Content starts

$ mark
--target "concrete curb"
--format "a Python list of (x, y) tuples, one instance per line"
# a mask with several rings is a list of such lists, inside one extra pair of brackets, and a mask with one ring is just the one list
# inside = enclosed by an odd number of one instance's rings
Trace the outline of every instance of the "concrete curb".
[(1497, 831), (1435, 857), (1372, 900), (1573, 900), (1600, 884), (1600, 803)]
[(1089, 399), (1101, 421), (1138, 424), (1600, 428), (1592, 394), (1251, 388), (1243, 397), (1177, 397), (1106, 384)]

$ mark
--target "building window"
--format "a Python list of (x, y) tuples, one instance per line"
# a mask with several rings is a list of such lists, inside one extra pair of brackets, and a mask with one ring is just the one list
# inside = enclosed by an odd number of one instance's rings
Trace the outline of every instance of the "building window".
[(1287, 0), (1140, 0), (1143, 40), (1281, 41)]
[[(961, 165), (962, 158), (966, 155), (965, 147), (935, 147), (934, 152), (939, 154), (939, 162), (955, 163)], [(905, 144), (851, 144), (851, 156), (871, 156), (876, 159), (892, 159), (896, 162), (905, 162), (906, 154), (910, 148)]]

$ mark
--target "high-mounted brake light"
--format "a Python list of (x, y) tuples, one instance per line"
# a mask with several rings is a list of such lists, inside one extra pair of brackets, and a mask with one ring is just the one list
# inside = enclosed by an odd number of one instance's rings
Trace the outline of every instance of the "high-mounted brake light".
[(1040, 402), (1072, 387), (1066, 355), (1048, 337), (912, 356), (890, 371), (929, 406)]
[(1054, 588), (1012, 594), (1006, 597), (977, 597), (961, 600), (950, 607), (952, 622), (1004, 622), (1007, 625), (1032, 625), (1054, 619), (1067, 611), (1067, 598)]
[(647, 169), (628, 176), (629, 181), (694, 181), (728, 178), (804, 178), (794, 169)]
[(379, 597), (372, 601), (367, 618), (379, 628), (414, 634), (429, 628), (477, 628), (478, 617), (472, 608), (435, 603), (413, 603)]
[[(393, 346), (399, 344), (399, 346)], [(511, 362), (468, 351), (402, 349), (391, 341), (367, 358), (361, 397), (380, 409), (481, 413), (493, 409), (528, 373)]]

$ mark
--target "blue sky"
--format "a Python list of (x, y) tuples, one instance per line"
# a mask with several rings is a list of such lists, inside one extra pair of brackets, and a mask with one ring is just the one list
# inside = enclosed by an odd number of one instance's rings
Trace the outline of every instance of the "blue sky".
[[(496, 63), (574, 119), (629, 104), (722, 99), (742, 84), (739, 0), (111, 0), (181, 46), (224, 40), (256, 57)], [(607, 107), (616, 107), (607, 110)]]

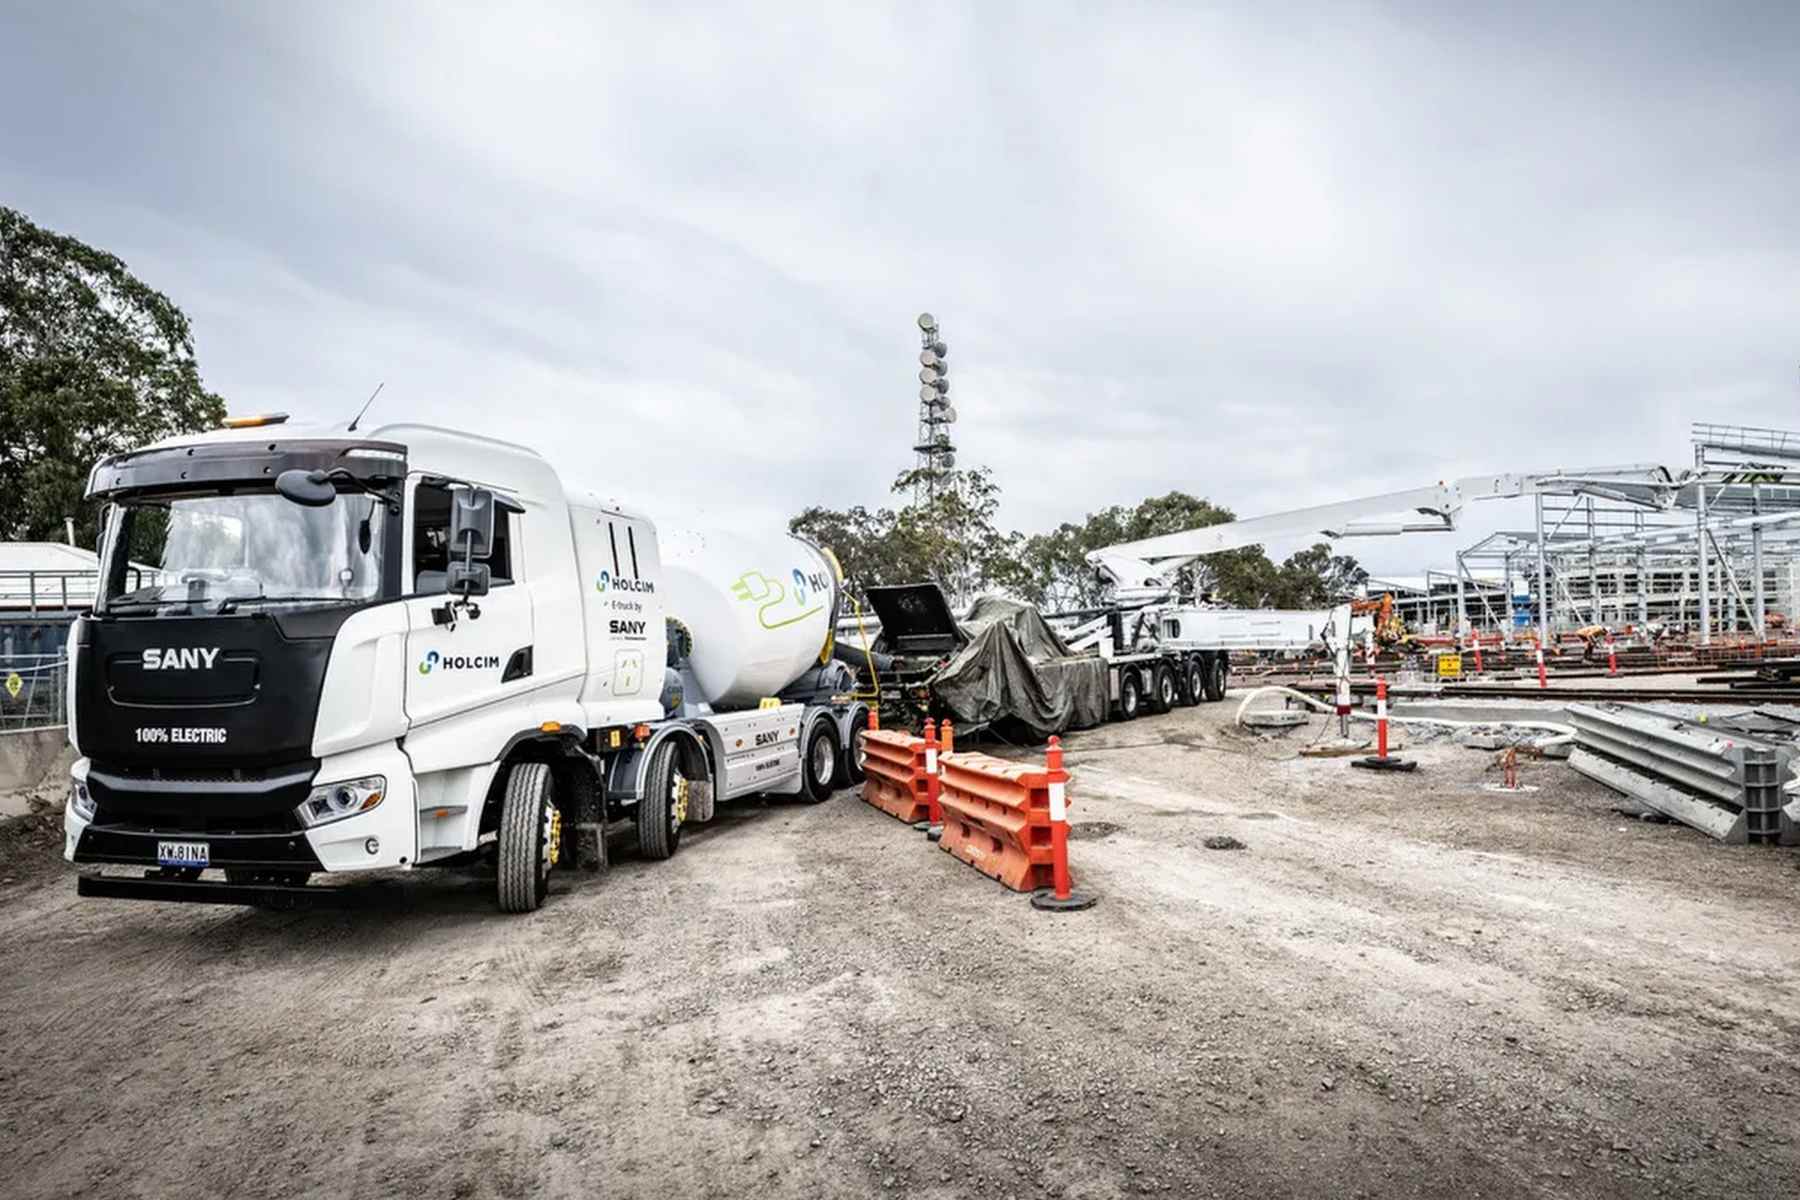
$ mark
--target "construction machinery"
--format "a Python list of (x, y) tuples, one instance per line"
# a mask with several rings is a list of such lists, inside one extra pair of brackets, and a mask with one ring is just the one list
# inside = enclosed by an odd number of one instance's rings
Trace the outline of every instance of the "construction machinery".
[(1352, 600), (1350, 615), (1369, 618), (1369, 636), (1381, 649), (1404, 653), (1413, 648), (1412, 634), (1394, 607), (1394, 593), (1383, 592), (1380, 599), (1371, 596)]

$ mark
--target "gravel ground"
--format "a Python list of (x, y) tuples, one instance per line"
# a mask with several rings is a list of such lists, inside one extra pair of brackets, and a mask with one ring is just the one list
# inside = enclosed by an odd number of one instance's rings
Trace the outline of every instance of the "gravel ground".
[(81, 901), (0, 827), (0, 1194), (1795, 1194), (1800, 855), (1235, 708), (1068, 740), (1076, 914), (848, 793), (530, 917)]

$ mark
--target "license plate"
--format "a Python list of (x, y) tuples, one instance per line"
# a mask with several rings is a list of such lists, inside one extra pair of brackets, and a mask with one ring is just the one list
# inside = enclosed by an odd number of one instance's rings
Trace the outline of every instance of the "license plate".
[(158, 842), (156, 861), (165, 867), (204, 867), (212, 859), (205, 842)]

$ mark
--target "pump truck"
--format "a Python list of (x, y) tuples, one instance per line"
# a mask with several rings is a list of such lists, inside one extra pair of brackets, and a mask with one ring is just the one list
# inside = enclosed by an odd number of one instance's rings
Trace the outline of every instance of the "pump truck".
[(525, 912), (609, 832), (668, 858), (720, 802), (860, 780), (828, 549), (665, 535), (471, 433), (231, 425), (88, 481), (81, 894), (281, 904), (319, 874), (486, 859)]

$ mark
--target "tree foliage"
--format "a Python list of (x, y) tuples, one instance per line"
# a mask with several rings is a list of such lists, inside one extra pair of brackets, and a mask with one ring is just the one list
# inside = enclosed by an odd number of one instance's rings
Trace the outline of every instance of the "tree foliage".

Content ends
Content starts

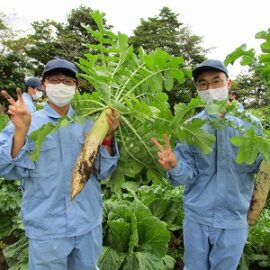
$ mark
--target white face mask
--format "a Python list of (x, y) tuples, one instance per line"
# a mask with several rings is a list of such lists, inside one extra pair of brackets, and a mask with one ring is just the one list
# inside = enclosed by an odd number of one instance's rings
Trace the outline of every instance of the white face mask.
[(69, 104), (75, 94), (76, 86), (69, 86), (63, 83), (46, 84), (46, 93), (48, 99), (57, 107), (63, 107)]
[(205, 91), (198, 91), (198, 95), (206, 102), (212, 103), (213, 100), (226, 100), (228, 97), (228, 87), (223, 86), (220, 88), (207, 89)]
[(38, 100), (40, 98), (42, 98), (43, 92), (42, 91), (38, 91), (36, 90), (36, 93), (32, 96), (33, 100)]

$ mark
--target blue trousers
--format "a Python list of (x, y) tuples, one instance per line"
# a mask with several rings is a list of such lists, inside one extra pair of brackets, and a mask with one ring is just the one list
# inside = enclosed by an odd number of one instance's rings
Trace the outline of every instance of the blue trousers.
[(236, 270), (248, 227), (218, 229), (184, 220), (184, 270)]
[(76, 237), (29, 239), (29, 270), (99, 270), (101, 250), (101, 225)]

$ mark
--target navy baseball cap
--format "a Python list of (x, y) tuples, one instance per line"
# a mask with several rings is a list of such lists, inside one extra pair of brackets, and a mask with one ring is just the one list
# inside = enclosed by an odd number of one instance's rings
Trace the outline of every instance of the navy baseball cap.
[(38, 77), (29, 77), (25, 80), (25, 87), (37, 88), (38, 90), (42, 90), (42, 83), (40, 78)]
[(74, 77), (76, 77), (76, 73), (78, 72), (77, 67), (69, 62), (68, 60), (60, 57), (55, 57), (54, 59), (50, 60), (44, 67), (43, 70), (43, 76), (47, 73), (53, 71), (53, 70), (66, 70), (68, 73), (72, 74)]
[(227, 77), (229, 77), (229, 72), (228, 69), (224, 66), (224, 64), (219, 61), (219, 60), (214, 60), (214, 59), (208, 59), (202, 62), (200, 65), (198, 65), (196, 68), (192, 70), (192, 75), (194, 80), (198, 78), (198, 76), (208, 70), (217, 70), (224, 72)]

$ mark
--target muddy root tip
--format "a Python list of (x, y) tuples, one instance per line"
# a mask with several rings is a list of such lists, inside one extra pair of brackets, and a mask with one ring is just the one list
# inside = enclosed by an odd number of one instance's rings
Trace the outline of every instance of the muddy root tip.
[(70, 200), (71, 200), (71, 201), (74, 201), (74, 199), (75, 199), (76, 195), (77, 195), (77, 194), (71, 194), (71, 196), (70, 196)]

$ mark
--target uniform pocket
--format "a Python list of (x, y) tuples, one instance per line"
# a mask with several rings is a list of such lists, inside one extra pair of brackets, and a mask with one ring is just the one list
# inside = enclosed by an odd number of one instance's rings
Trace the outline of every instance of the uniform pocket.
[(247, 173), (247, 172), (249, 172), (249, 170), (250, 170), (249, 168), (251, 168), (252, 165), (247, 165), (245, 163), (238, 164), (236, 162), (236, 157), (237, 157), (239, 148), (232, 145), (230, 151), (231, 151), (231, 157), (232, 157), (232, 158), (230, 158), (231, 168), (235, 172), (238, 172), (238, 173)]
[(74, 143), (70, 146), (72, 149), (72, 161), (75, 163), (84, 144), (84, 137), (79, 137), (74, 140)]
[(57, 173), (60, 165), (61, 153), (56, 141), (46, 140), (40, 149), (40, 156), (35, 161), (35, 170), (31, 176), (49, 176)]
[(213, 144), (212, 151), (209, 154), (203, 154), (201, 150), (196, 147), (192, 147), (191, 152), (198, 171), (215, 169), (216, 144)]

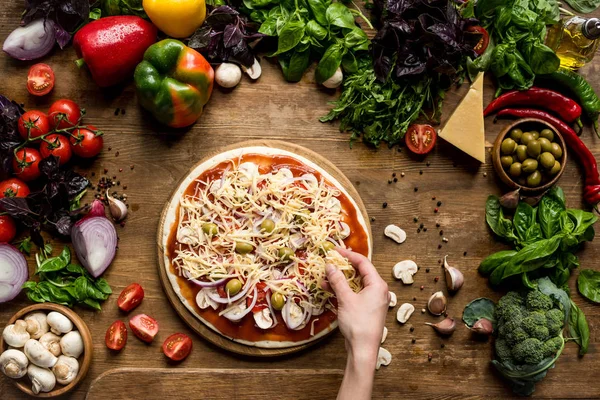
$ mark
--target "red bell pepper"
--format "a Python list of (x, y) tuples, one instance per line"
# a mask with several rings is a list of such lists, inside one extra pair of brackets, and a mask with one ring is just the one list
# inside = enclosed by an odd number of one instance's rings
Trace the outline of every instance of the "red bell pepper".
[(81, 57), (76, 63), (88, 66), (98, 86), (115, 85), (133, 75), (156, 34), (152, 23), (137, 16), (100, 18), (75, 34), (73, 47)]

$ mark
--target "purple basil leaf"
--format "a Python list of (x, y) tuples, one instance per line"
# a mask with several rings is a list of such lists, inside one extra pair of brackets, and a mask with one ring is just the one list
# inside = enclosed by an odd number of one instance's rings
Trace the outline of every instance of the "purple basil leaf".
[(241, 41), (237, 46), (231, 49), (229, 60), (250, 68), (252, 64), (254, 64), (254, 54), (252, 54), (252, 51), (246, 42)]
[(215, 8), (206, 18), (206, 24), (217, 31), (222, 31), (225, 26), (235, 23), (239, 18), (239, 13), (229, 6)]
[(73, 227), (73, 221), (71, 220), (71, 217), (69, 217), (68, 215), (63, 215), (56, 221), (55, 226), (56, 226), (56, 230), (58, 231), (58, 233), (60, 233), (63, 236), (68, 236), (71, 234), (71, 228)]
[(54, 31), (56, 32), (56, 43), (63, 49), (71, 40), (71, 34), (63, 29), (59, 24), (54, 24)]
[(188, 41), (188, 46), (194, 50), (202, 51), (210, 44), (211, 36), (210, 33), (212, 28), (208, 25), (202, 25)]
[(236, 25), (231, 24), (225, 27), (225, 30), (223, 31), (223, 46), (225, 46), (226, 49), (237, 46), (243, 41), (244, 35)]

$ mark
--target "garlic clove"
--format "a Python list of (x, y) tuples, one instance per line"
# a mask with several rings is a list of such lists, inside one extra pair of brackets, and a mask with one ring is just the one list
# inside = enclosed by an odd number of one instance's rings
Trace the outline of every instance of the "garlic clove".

Content ends
Content starts

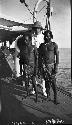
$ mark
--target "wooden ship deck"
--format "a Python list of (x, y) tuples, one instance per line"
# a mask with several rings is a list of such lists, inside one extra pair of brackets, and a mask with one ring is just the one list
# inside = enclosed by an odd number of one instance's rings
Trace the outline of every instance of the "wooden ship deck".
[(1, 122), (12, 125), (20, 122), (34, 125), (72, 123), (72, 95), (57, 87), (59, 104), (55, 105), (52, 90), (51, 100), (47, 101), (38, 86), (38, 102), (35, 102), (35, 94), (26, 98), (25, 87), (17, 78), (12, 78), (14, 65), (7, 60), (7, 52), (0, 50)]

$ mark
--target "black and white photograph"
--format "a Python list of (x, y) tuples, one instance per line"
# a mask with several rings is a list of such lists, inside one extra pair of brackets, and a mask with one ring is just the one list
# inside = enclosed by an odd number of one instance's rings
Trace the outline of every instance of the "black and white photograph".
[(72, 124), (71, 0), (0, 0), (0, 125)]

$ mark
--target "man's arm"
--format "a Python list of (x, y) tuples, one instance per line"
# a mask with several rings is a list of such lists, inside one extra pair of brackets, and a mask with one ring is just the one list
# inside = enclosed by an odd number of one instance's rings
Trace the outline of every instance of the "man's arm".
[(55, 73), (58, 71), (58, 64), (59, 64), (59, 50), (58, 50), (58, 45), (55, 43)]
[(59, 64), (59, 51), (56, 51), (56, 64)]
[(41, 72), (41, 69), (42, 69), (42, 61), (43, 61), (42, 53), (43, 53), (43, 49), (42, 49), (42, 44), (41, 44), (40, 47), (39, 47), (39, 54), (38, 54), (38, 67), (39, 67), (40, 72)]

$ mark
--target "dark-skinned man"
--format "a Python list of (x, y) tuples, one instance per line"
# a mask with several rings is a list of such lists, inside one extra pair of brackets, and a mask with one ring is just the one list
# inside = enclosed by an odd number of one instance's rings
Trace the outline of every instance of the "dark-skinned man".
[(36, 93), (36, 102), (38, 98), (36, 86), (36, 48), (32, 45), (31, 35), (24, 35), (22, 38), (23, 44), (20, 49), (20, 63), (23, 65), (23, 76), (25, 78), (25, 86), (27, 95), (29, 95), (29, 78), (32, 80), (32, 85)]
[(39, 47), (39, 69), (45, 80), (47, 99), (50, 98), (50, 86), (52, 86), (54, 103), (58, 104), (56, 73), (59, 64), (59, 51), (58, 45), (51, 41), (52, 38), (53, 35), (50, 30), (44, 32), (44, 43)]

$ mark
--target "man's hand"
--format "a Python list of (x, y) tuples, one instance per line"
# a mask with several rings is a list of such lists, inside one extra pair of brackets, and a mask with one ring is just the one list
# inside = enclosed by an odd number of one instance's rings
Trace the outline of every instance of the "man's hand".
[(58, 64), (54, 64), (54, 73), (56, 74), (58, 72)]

Content ends

How to complete this task
Wherever the word "garlic" appears in a line of the data, copy that line.

Output below
--target "garlic clove"
Trace the outline of every instance of the "garlic clove".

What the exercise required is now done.